TEXT BLOCK:
Did you not read TFA?

The issue is that a) it can be greatly discouraging or impossible to fit in the subject's schedule, b) a waste of time and effort if the requirement isn't that hard, c) there may be a better way: the a, b, a, b pattern, which is to say: do A until you need to do some of B, then go back to A until you need more of B, and so on.

The a,b,a,b pattern is the right answer in at least some cases.

I think it's important to realize that you're optimizing for different things. "a, b, a, b" optimizes for, let's say, "attention span", while "B, A" optimizes for some sort of efficiency. Not everyone's attention span or need for efficiency are the same.
If abab lets you start being productive sooner, then abab is more productive. It may or may not be more efficient than B-before-A -- I doubt we can conclude one way or the other in the general case, so I don't see the point in discussing the two approaches' efficiency.
> while "B, A" optimizes for some sort of efficiency

What sort of efficiency do you think this optimizes for?

A perception of less time spent overall, perhaps. Or less loss/dropout from not being able to achieve A (for lack of B). I personally prefer "a, b, a", so I have to imagine.
On the other hand, if B-before-A is discouraging, then it may be very inefficient. It could act as a filter, but not so much for skill or any particularly useful personal attribute so much as "enjoys B-before-A well enough", which isn't particularly indicative of anything.

In general I do think that B-before-A is a very useful approach, but it cannot be the only approach. For one, it doesn't scale, not as the chain of Bs grows longer over time. We teach a lot more math to students today than 100 years ago, but almost certainly we're taking shortcuts that essentially amount to a,b,a,b -- how else can we manage the otherwise ever-growing cognitive burden of the sum of our knowledge?

AVAILABLE DATA:
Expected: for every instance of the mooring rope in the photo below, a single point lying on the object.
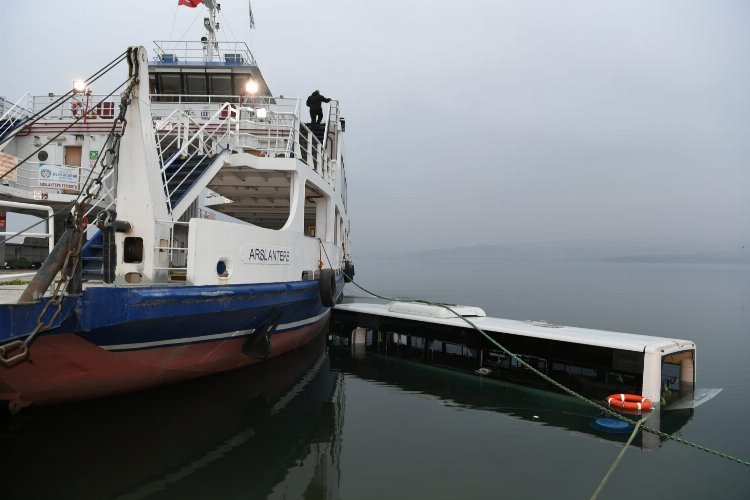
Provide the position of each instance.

WHAT TO WORK ON: Quote the comment thread on the a, b, a, b pattern word for word, from "On the other" up to and including "indicative of anything.".

RIGHT ANSWER:
On the other hand, if B-before-A is discouraging, then it may be very inefficient. It could act as a filter, but not so much for skill or any particularly useful personal attribute so much as "enjoys B-before-A well enough", which isn't particularly indicative of anything.